_ABOUT THIS TASK_
Set down every record below exactly as it stands, with the pictures omitted.

_GIVEN DATA_
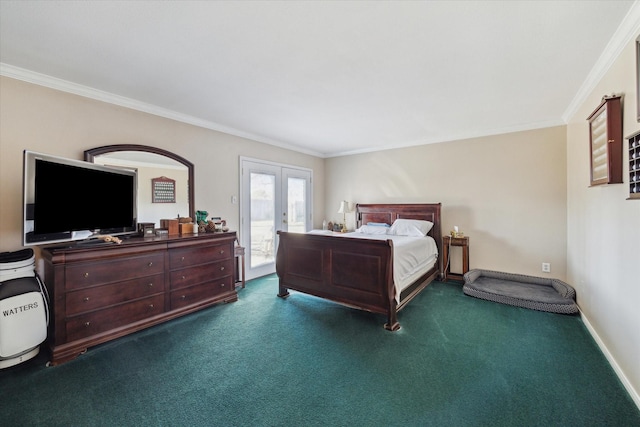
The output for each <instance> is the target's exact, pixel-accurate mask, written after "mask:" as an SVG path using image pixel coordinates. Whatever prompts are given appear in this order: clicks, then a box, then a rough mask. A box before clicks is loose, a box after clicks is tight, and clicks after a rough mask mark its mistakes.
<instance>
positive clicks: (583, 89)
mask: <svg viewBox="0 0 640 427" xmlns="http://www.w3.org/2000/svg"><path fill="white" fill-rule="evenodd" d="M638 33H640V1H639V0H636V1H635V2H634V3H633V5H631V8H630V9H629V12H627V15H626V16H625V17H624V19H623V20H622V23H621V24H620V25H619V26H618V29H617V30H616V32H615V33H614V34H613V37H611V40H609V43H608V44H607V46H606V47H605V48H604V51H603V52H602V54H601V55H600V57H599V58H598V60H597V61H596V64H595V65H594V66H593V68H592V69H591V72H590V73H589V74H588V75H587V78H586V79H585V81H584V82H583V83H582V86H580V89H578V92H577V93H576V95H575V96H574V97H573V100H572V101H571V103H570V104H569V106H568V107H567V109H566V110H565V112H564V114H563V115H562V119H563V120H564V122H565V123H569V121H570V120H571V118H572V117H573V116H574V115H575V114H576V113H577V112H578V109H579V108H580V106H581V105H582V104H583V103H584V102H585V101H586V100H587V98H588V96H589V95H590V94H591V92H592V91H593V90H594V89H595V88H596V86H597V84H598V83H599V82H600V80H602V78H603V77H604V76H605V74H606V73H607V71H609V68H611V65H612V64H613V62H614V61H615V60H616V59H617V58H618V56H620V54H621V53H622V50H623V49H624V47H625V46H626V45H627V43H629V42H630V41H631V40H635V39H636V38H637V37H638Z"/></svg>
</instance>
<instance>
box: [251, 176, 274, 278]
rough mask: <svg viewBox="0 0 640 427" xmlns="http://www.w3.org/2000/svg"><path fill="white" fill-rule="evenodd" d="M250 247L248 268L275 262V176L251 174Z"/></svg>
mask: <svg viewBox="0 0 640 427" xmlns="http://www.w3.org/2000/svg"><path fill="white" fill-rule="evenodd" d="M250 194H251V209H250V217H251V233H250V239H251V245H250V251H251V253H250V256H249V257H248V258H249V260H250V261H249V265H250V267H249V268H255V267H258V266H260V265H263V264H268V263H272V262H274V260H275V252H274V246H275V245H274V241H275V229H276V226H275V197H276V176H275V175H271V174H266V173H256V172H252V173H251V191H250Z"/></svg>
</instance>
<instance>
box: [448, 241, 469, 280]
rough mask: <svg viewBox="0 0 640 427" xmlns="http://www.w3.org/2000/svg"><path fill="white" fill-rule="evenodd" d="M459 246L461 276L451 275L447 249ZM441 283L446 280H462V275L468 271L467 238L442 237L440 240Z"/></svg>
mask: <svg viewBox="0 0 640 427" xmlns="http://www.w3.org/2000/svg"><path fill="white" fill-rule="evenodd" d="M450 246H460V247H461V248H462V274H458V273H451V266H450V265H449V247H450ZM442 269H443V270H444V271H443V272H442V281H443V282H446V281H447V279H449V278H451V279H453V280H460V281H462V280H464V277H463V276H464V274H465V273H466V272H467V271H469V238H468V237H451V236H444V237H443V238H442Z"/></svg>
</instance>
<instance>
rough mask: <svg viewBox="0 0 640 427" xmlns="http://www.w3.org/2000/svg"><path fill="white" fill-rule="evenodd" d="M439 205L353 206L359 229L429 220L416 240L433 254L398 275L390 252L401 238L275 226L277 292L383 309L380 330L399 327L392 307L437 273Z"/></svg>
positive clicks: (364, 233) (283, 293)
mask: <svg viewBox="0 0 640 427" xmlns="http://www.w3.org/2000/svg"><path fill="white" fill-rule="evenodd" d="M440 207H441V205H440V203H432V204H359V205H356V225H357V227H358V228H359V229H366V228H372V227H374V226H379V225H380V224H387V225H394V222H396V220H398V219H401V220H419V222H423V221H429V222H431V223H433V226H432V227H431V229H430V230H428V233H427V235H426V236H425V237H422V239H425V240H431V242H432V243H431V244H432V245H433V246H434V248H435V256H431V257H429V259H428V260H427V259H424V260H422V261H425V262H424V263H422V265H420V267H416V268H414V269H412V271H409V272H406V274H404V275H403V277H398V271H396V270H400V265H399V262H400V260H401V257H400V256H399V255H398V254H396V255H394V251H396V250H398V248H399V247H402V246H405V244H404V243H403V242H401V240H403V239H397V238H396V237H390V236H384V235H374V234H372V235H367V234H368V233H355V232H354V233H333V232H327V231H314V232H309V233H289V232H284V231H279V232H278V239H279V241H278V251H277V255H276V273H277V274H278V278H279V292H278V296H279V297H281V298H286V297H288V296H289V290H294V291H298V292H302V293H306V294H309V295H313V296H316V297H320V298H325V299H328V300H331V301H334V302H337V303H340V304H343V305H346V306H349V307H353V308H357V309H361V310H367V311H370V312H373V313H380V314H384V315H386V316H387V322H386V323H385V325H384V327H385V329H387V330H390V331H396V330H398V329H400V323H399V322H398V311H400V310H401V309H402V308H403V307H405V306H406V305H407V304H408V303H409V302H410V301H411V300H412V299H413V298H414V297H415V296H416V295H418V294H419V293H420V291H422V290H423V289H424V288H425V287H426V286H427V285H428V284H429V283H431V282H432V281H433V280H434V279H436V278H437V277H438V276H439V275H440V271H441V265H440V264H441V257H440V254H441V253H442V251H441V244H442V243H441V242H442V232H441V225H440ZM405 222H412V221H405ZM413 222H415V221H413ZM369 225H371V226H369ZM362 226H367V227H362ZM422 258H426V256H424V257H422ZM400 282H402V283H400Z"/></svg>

_SOLVED EXERCISE_
The output for each <instance> is the target's exact, pixel-accurate mask, written after "mask:" as an SVG path using image pixel coordinates. Whatever prompts are given appear in this order: clicks, then a box, then a rough mask. A box before clicks is loose, a box after clicks is tight, and clicks after a rough mask mark its mistakes.
<instance>
positive clicks: (583, 89)
mask: <svg viewBox="0 0 640 427" xmlns="http://www.w3.org/2000/svg"><path fill="white" fill-rule="evenodd" d="M638 33H640V1H639V0H636V1H635V2H634V3H633V5H631V8H630V9H629V12H627V15H626V16H625V17H624V19H623V20H622V23H621V24H620V25H619V26H618V29H617V30H616V32H615V33H614V34H613V37H611V40H609V43H608V44H607V46H606V47H605V48H604V51H603V52H602V54H601V55H600V57H599V58H598V60H597V61H596V64H595V65H594V66H593V68H592V69H591V72H590V73H589V74H588V75H587V78H586V79H585V81H584V82H583V83H582V86H580V89H578V92H577V93H576V95H575V96H574V97H573V100H572V101H571V103H570V104H569V106H568V107H567V109H566V110H565V112H564V114H563V115H562V119H563V120H564V122H565V123H569V121H570V120H571V118H572V117H573V116H574V115H575V114H576V113H577V112H578V109H579V108H580V106H581V105H582V104H583V103H584V102H585V101H586V100H587V98H588V96H589V95H590V94H591V92H592V91H593V90H594V89H595V88H596V86H597V84H598V83H599V82H600V80H602V78H603V77H604V76H605V74H606V73H607V71H609V68H611V65H612V64H613V62H614V61H615V60H616V59H617V58H618V56H620V54H621V53H622V50H623V49H624V47H625V46H626V45H627V43H629V42H630V41H631V40H635V39H636V38H637V37H638Z"/></svg>
</instance>
<instance>
box: [251, 176, 274, 278]
rough mask: <svg viewBox="0 0 640 427" xmlns="http://www.w3.org/2000/svg"><path fill="white" fill-rule="evenodd" d="M250 247L248 268L275 262V176L251 174Z"/></svg>
mask: <svg viewBox="0 0 640 427" xmlns="http://www.w3.org/2000/svg"><path fill="white" fill-rule="evenodd" d="M250 194H251V209H250V217H251V233H250V239H251V245H250V251H251V253H250V256H249V257H248V258H249V260H250V261H249V265H250V267H249V268H255V267H258V266H260V265H263V264H268V263H272V262H274V260H275V252H274V246H275V245H274V241H275V229H276V226H275V197H276V176H275V175H271V174H266V173H256V172H252V173H251V191H250Z"/></svg>
</instance>
<instance>
box: [448, 241, 469, 280]
rough mask: <svg viewBox="0 0 640 427" xmlns="http://www.w3.org/2000/svg"><path fill="white" fill-rule="evenodd" d="M459 246L461 276L451 275L447 249ZM441 283L446 280H462V275L468 271L467 238L442 237L440 240Z"/></svg>
mask: <svg viewBox="0 0 640 427" xmlns="http://www.w3.org/2000/svg"><path fill="white" fill-rule="evenodd" d="M450 246H460V247H461V248H462V274H458V273H451V266H450V265H449V247H450ZM442 269H443V270H444V271H443V272H442V281H443V282H446V281H447V279H449V278H451V279H453V280H460V281H462V280H464V277H463V276H464V274H465V273H466V272H467V271H469V238H468V237H451V236H444V237H443V238H442Z"/></svg>
</instance>
<instance>
rough mask: <svg viewBox="0 0 640 427" xmlns="http://www.w3.org/2000/svg"><path fill="white" fill-rule="evenodd" d="M439 205L353 206L359 229L429 220L416 240L433 254L398 275L390 252L401 238L275 226L277 292L383 309L380 330L399 327L392 307L437 273Z"/></svg>
positive clicks: (364, 233) (283, 293)
mask: <svg viewBox="0 0 640 427" xmlns="http://www.w3.org/2000/svg"><path fill="white" fill-rule="evenodd" d="M440 207H441V205H440V203H432V204H359V205H356V225H357V227H358V228H359V229H366V228H372V227H374V226H379V225H380V224H387V225H394V222H396V220H398V219H401V220H419V222H423V221H429V222H431V223H433V226H432V227H431V229H430V230H428V233H427V235H426V236H425V237H422V239H425V240H431V242H432V243H431V244H432V245H433V246H434V248H435V256H431V257H429V259H428V260H427V259H424V260H422V261H425V262H424V263H422V265H420V267H416V268H414V269H412V271H409V272H406V274H404V275H403V277H398V271H396V270H400V265H399V262H400V260H401V257H400V256H399V255H398V254H396V255H394V251H396V250H398V248H399V247H402V246H405V244H404V243H403V242H401V240H403V239H397V238H396V237H390V236H384V235H374V234H372V235H367V234H368V233H355V232H354V233H333V232H327V231H314V232H309V233H289V232H284V231H279V232H278V239H279V241H278V251H277V255H276V273H277V274H278V278H279V292H278V296H279V297H281V298H286V297H288V296H289V290H294V291H298V292H302V293H306V294H309V295H313V296H316V297H320V298H325V299H328V300H331V301H334V302H337V303H340V304H343V305H346V306H349V307H353V308H357V309H361V310H367V311H370V312H373V313H380V314H384V315H386V316H387V322H386V323H385V325H384V327H385V329H387V330H390V331H396V330H398V329H400V323H399V322H398V311H400V310H401V309H402V308H403V307H405V306H406V305H407V304H408V303H409V302H410V301H411V300H412V299H413V298H414V297H415V296H416V295H418V294H419V293H420V291H422V290H423V289H424V288H425V287H426V286H427V285H428V284H429V283H431V282H432V281H433V280H434V279H436V278H437V277H438V276H439V275H440V271H441V265H440V264H441V257H440V254H441V253H442V251H441V244H442V243H441V242H442V232H441V225H440ZM405 222H412V221H405ZM413 222H415V221H413ZM369 225H371V226H369ZM362 226H367V227H362ZM422 258H426V256H424V257H422ZM400 282H402V283H400Z"/></svg>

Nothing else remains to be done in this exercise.